» QUOTED TEXT
•••
Exported to Green ateliers , the masks can be recycled as Carbon
Dioxide capture systems by repacking their beaks with SodaSorb to keep
the satanic gas from escaping into the pristine Foggy Bottom air. Al is
on the Congressional Record as demanding society suck in its CO2
production 90% by 2050 ,but don't hold your breath about the crowd at
the 2007 event- EcoRock concerts entail heavy breathing.So how can the
mask's sustainiably absorb the revelers CO2 as the bands play on ? And
on-- Snoop Dogg, Red Hot Chili Peppers, Black Eyed Peas, Fall Out
Boy, The Foo Fighters......
•••
Rows excerpted from a collection:
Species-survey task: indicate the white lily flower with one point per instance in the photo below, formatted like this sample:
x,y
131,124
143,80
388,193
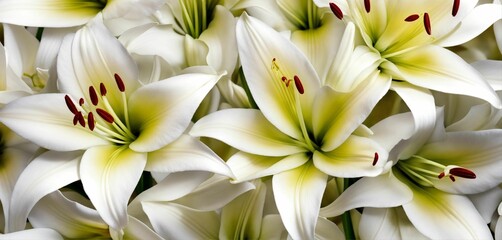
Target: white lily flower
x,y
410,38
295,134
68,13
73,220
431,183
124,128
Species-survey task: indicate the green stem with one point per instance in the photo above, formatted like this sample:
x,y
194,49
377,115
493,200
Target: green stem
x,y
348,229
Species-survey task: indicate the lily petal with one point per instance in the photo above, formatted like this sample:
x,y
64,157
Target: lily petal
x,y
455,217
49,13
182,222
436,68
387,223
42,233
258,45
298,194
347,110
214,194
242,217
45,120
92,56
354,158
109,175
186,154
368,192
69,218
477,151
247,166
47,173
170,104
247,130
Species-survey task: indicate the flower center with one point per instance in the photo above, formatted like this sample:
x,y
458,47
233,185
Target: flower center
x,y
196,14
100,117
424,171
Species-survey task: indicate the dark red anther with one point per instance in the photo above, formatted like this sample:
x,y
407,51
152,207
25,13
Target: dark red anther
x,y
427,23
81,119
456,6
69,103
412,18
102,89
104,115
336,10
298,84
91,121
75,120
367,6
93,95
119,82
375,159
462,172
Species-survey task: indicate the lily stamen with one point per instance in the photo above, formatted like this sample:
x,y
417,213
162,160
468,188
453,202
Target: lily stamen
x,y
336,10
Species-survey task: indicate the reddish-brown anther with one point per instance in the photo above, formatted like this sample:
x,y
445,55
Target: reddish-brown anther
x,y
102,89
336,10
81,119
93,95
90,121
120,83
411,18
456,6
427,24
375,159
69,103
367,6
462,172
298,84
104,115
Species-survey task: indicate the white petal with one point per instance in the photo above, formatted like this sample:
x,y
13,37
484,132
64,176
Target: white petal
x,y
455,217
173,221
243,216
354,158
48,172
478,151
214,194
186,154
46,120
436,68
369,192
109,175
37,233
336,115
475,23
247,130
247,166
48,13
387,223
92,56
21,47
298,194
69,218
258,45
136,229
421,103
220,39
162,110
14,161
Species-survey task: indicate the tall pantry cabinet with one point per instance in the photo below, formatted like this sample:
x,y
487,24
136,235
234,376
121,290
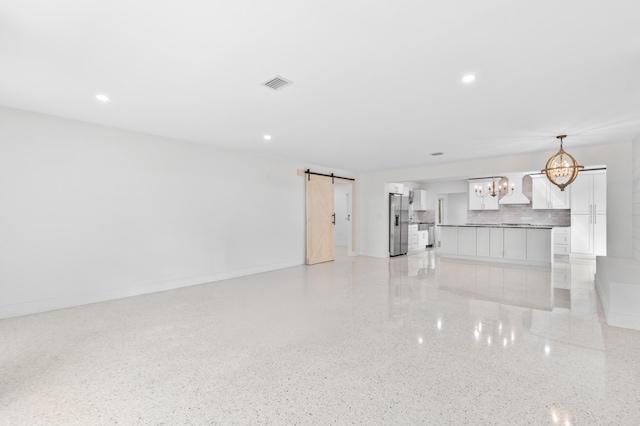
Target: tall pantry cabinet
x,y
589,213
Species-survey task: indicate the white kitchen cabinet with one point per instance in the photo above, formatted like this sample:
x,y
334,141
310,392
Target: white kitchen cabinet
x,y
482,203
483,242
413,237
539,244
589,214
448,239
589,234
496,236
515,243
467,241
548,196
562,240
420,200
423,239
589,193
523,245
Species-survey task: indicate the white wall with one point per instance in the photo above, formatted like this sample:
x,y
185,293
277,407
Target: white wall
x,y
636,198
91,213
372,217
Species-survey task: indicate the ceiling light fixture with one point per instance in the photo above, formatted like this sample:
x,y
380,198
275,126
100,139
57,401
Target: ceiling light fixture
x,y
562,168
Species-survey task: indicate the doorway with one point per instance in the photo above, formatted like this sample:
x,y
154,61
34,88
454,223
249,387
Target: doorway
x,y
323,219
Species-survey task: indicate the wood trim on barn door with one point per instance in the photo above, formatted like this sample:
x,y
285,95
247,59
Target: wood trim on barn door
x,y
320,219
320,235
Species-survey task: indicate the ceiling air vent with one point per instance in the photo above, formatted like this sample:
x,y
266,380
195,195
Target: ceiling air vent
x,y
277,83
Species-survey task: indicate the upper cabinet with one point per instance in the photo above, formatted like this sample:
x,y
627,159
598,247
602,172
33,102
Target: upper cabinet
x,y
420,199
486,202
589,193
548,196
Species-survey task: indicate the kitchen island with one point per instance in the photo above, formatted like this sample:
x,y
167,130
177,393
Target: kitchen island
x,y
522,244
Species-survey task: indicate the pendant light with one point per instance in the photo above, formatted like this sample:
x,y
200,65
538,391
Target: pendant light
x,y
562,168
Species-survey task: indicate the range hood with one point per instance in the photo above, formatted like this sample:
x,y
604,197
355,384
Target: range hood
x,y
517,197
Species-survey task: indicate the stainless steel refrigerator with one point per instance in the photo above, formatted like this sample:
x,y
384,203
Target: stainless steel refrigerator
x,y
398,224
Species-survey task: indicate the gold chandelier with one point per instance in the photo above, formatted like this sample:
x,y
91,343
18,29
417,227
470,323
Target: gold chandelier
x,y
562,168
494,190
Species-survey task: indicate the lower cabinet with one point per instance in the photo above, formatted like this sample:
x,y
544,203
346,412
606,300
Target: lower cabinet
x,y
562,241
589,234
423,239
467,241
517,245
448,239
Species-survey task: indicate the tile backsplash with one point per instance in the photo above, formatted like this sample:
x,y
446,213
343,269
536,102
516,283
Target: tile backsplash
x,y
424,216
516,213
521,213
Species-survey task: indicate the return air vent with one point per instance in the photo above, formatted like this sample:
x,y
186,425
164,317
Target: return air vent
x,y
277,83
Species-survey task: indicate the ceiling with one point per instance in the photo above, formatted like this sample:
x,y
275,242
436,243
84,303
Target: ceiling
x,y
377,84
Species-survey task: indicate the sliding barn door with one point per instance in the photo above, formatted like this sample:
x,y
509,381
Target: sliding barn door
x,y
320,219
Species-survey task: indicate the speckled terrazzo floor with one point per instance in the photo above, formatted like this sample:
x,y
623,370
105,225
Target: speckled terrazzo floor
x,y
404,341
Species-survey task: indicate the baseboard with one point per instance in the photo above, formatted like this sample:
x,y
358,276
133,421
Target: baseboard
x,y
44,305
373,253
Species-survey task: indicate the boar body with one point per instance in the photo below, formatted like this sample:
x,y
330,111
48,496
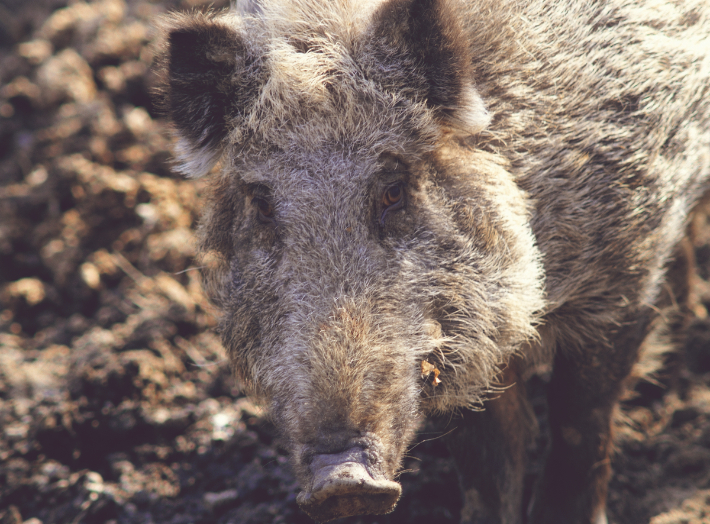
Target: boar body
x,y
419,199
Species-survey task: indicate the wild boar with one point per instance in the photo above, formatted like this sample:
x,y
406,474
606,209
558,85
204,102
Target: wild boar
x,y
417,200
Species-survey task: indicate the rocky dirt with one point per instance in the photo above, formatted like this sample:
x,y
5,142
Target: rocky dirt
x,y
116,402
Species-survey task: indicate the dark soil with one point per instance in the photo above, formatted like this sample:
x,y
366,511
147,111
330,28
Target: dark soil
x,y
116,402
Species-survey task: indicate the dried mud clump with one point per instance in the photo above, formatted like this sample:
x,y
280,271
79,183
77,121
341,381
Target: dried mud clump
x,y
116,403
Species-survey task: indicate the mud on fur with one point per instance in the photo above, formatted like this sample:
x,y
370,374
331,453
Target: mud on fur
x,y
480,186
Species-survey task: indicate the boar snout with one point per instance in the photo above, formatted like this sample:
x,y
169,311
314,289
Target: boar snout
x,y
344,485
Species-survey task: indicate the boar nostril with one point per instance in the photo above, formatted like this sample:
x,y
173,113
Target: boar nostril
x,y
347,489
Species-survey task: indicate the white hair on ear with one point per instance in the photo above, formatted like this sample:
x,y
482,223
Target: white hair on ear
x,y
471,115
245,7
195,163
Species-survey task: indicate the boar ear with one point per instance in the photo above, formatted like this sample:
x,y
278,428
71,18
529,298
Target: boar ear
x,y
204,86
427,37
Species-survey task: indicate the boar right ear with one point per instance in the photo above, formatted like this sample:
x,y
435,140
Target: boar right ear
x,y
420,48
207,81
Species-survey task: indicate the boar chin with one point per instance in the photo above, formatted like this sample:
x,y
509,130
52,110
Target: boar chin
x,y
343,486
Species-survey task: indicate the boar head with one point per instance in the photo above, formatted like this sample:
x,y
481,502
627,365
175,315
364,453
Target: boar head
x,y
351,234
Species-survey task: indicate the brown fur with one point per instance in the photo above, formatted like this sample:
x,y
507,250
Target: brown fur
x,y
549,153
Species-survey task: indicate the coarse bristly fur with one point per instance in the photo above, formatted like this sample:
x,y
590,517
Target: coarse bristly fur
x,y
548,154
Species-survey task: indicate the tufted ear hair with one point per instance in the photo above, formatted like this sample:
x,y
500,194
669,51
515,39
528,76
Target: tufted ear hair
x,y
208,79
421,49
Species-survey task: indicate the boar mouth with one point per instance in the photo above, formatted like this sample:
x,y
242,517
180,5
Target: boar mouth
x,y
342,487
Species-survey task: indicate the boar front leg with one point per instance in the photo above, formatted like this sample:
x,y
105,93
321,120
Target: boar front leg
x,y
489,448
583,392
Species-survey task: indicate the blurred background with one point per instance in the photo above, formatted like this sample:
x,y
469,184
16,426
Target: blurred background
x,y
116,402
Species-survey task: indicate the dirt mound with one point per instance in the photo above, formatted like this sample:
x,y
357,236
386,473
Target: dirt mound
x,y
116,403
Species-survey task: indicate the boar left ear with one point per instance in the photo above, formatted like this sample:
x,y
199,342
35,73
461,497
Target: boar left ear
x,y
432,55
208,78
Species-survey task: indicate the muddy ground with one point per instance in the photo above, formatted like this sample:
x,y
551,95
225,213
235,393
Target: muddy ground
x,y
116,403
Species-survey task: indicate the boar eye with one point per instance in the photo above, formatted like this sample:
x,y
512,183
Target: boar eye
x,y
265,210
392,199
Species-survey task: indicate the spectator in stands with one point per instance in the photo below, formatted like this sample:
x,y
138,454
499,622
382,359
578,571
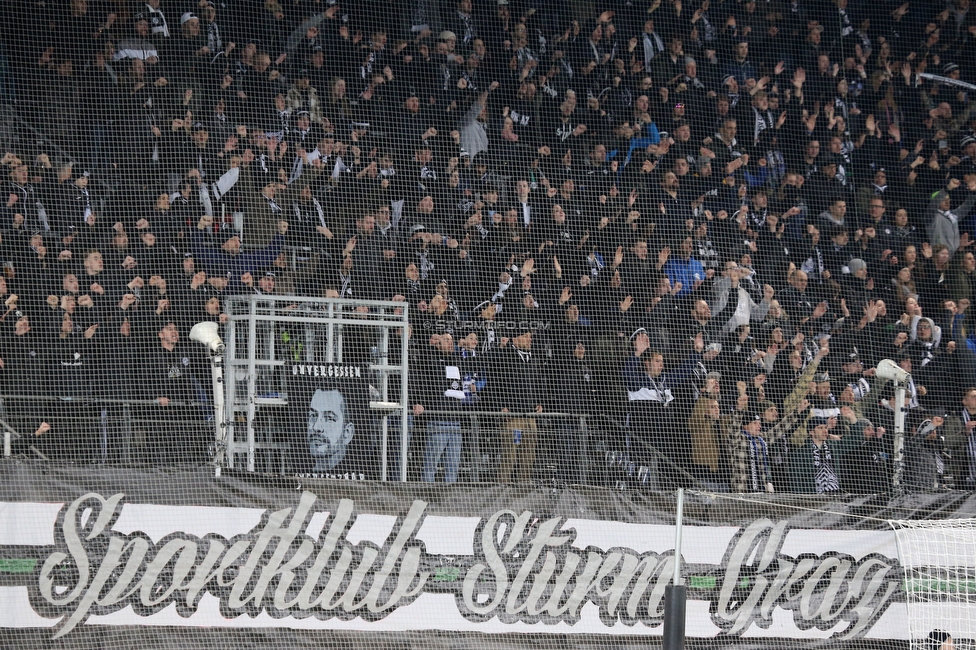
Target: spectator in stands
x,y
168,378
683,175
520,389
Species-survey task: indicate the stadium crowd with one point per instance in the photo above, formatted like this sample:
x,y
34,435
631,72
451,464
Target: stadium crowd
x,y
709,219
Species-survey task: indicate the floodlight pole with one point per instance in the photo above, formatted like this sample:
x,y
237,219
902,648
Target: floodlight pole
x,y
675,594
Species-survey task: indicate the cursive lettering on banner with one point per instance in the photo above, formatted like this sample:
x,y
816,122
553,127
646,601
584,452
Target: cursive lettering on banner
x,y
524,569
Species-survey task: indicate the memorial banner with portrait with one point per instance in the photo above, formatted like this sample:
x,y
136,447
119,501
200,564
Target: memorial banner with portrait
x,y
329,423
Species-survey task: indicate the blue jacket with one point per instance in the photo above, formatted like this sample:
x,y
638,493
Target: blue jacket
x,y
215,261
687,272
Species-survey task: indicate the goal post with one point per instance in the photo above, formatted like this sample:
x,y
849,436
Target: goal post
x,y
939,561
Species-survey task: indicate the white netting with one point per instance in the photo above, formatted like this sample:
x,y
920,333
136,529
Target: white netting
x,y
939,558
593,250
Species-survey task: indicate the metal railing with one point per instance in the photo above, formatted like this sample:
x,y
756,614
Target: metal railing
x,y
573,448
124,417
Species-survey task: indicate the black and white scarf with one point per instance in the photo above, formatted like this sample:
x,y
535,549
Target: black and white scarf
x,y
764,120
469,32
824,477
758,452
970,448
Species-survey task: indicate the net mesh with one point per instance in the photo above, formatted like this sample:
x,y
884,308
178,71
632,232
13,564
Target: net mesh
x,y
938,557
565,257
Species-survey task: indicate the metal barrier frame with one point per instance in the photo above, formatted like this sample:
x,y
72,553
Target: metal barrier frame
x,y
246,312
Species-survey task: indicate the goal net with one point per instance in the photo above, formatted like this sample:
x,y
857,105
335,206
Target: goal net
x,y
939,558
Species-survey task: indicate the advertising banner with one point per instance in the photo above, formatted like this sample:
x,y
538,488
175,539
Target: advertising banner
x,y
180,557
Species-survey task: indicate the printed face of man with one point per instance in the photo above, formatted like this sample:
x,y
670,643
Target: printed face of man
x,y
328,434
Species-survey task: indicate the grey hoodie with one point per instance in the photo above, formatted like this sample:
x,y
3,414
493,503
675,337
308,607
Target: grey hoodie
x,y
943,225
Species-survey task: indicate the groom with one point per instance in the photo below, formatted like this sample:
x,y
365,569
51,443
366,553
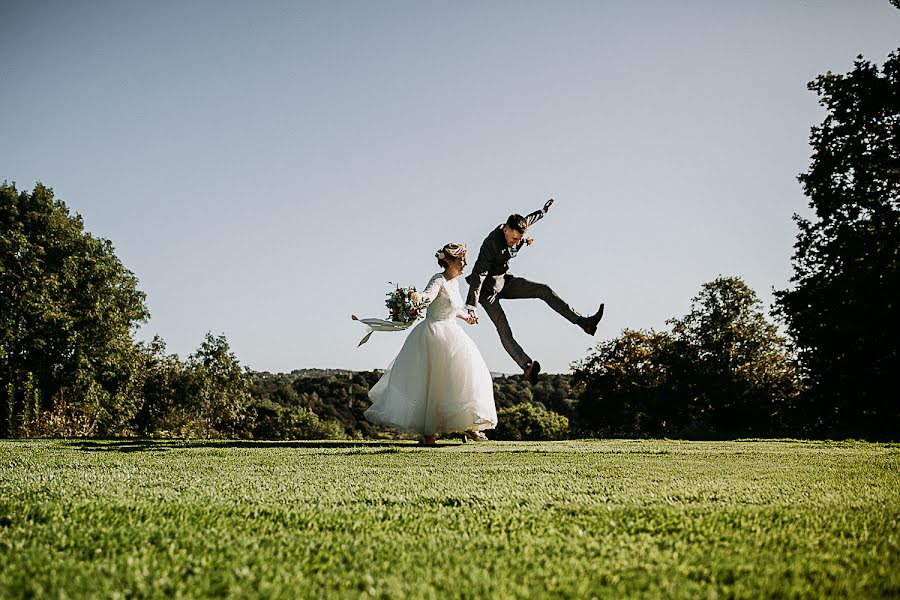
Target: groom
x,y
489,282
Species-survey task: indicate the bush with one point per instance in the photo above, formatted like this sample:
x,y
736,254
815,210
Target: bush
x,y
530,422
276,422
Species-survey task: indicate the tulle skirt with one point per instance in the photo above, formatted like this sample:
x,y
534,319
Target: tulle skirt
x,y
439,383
•••
» REQUIREMENTS
• a. In the text about the concert masks, what substance would be packed into the masks' beaks to capture carbon dioxide?
• b. Count the lines of the rows that contain the string "soil", treating uppercase and lowercase as different, and give only the number.
The text and the rows are unrelated material.

» ANSWERS TO EACH TASK
• a. SodaSorb

• b. 2